◆ Written problem
Lay out the data from its first line to the line with "181, 268], [256, 218, 292, 268]]", both included, as a Markdown table with the columns Row and Data line. Skip blank lines and leave out the pictures.

◆ Stored data
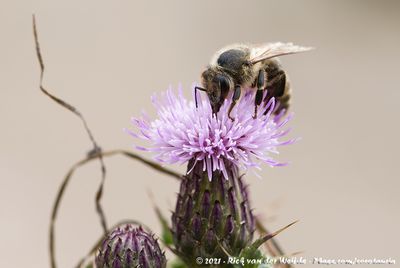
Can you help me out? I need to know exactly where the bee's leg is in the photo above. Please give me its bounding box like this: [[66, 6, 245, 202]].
[[228, 85, 242, 121], [253, 70, 265, 119], [194, 86, 207, 108]]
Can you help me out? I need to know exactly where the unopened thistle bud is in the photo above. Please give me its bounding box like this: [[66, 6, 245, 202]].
[[96, 224, 167, 268]]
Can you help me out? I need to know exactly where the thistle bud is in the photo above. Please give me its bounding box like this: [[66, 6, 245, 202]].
[[96, 224, 167, 268], [172, 160, 254, 267]]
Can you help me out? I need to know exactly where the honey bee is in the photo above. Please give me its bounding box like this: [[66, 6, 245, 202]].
[[195, 42, 312, 120]]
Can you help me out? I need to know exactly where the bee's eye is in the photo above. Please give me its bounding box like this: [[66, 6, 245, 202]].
[[217, 76, 229, 93]]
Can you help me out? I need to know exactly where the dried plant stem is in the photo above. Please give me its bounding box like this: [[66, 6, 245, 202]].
[[32, 15, 107, 267], [49, 150, 181, 268], [256, 218, 292, 268]]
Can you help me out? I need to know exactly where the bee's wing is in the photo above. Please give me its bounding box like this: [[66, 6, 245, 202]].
[[250, 42, 313, 64]]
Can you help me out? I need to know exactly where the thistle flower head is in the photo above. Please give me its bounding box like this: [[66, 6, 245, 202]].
[[129, 86, 294, 179], [96, 224, 167, 268]]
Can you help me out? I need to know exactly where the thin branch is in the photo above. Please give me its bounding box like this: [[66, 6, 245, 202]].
[[49, 150, 182, 268], [32, 15, 107, 268], [256, 218, 292, 268]]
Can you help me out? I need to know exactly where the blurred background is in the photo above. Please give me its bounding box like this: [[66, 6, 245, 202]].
[[0, 0, 400, 267]]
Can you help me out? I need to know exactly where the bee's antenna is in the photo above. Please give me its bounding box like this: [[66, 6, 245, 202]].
[[194, 86, 207, 109]]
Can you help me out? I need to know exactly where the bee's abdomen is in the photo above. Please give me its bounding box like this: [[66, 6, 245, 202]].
[[264, 60, 291, 114]]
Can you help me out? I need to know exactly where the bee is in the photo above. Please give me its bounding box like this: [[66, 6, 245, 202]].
[[195, 42, 312, 121]]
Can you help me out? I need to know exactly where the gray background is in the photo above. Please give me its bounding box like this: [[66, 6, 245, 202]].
[[0, 0, 400, 267]]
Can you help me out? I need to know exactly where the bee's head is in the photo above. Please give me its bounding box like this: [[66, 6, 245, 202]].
[[203, 71, 232, 113]]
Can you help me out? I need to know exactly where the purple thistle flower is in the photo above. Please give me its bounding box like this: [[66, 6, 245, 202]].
[[128, 85, 295, 180]]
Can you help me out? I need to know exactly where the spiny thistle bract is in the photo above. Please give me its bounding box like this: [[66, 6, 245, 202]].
[[172, 161, 254, 267], [95, 224, 167, 268], [128, 89, 295, 267]]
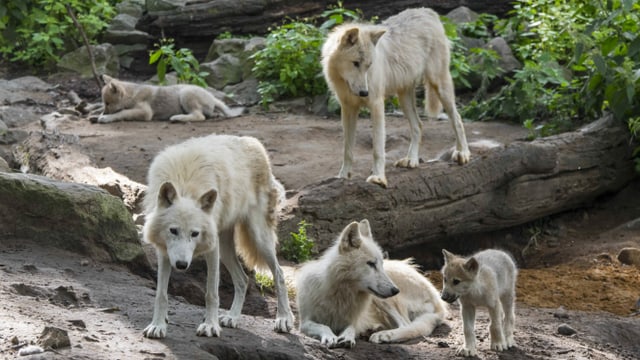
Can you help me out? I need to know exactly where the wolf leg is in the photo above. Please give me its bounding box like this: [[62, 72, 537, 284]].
[[196, 246, 221, 337], [338, 104, 360, 179], [142, 250, 171, 338], [220, 230, 248, 328], [367, 98, 387, 188], [395, 87, 422, 168]]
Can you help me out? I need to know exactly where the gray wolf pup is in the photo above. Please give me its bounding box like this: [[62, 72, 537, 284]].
[[442, 249, 518, 356], [296, 220, 447, 347], [97, 75, 244, 123], [322, 8, 471, 187], [143, 135, 294, 338]]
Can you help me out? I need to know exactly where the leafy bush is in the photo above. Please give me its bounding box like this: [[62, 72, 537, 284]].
[[149, 39, 209, 87], [0, 0, 119, 68], [280, 220, 314, 263]]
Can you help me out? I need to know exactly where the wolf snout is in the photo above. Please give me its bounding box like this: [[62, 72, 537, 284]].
[[440, 293, 458, 304], [176, 260, 189, 270]]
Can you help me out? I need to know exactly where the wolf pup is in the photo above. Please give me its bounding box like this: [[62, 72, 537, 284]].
[[143, 135, 294, 338], [442, 249, 518, 356], [322, 8, 471, 187], [296, 220, 447, 347], [97, 75, 244, 123]]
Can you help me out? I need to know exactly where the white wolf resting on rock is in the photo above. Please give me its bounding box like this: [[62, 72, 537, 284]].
[[97, 75, 244, 123], [442, 249, 518, 356], [322, 8, 471, 187], [296, 220, 447, 347], [143, 135, 294, 338]]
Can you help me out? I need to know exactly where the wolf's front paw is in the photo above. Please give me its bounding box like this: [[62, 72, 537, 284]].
[[456, 346, 478, 357], [367, 175, 387, 189], [369, 330, 394, 344], [395, 157, 420, 169], [196, 322, 222, 337], [220, 315, 238, 328], [274, 314, 293, 332], [451, 149, 471, 165], [142, 323, 167, 339]]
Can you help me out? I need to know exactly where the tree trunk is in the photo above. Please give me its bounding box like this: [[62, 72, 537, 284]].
[[136, 0, 512, 57], [279, 117, 635, 251]]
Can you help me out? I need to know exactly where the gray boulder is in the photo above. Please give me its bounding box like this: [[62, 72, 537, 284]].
[[0, 173, 150, 272], [57, 43, 120, 78]]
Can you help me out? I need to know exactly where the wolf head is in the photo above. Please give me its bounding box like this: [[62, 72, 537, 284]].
[[144, 182, 218, 270], [440, 249, 479, 303], [102, 75, 126, 114], [330, 26, 386, 97], [336, 219, 400, 299]]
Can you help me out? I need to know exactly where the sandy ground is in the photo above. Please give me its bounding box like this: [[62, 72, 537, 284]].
[[0, 74, 640, 359]]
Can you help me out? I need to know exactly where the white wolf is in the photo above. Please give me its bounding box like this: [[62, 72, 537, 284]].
[[97, 75, 244, 123], [322, 8, 471, 187], [143, 135, 294, 338], [442, 249, 518, 356], [296, 220, 447, 347]]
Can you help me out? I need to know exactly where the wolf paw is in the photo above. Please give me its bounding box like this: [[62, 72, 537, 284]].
[[395, 158, 420, 169], [220, 315, 238, 328], [142, 324, 167, 339], [451, 149, 471, 165], [369, 330, 394, 344], [274, 314, 293, 332], [367, 175, 387, 189], [456, 346, 478, 357], [196, 322, 222, 337]]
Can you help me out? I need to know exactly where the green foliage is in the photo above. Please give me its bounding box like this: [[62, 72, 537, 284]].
[[0, 0, 119, 68], [251, 2, 360, 107], [280, 220, 314, 263], [149, 38, 209, 87]]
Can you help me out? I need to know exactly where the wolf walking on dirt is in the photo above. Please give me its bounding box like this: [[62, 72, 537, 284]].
[[97, 75, 244, 123], [322, 8, 471, 187], [296, 220, 447, 347], [143, 135, 294, 338], [442, 249, 518, 356]]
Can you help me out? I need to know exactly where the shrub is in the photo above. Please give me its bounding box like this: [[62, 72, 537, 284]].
[[0, 0, 118, 68]]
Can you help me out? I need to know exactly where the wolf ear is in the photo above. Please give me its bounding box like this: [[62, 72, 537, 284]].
[[371, 29, 387, 45], [339, 221, 362, 253], [464, 257, 480, 274], [340, 28, 360, 47], [158, 182, 178, 208], [200, 189, 218, 212]]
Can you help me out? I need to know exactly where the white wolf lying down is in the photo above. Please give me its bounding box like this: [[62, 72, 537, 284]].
[[144, 135, 293, 338], [296, 220, 447, 347], [97, 75, 244, 123]]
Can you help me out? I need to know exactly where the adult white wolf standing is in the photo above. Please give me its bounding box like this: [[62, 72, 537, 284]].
[[144, 135, 293, 338], [322, 8, 471, 187], [296, 220, 447, 347]]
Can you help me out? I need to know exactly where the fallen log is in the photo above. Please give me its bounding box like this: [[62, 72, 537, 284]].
[[279, 117, 636, 251]]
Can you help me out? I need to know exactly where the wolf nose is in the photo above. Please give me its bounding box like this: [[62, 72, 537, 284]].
[[176, 261, 189, 270]]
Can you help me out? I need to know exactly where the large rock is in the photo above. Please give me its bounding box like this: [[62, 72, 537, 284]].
[[57, 43, 120, 78], [0, 173, 150, 273]]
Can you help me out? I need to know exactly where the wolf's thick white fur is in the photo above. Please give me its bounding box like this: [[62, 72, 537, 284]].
[[296, 220, 447, 347], [322, 8, 470, 187], [97, 75, 244, 123], [442, 249, 518, 356], [143, 135, 293, 338]]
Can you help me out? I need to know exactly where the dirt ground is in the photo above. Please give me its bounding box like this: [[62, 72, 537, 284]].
[[0, 74, 640, 359]]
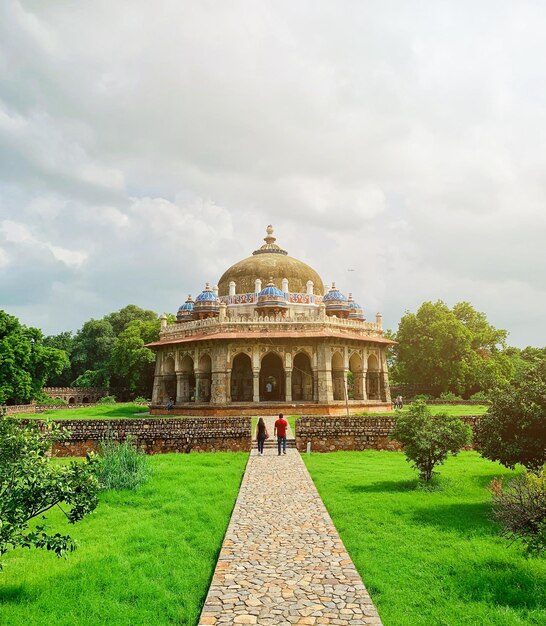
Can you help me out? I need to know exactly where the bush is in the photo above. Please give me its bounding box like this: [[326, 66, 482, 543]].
[[490, 472, 546, 555], [391, 400, 472, 481], [440, 391, 462, 402], [97, 396, 116, 404], [470, 391, 489, 404], [412, 393, 432, 402], [98, 436, 150, 490], [475, 363, 546, 472]]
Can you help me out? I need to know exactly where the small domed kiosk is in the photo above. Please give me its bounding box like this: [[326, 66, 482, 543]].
[[148, 225, 394, 416]]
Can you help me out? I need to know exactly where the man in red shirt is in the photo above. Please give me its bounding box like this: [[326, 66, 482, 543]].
[[273, 413, 288, 456]]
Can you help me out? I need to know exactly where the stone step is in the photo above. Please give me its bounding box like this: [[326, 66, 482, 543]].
[[252, 437, 296, 450]]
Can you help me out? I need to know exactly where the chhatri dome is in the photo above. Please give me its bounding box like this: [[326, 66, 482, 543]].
[[149, 225, 394, 416], [218, 224, 324, 296]]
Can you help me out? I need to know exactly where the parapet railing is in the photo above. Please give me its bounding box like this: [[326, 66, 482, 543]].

◆ Response below
| Row | Data line |
|---|---|
| 1 | Can you help me out? I need to know exactly where the bee's leg is in the photo above. Please give me its bounding box like this: [[66, 6, 245, 202]]. |
| 2 | [[228, 85, 242, 121], [253, 70, 265, 119], [194, 86, 207, 108]] |
| 3 | Can you help me out? I need to know exactly where the unopened thistle bud is in the photo above. Please give me its bounding box like this: [[66, 6, 245, 202]]. |
| 4 | [[96, 224, 167, 268]] |
| 5 | Can you help me out? I need to know exactly where the thistle bud is in the photo above. Please give me its bounding box like this: [[66, 6, 245, 202]]. |
| 6 | [[96, 224, 167, 268], [172, 160, 254, 267]] |
| 7 | Can you help me out? I need to know exactly where the honey bee is in the photo above. Please give me its bounding box like this: [[66, 6, 245, 202]]. |
| 8 | [[195, 42, 312, 120]] |
| 9 | Can you help me out? I need to know exactly where the bee's eye is in the photo above. Please give me its bounding box like this: [[66, 6, 245, 202]]. |
| 10 | [[217, 76, 229, 93]] |
| 11 | Can you help me out? I need to know exactly where the dried plant stem is in the photo above. Please give me its bounding box like this: [[66, 6, 245, 202]]. |
| 12 | [[32, 15, 107, 267], [49, 150, 181, 268], [256, 218, 292, 268]] |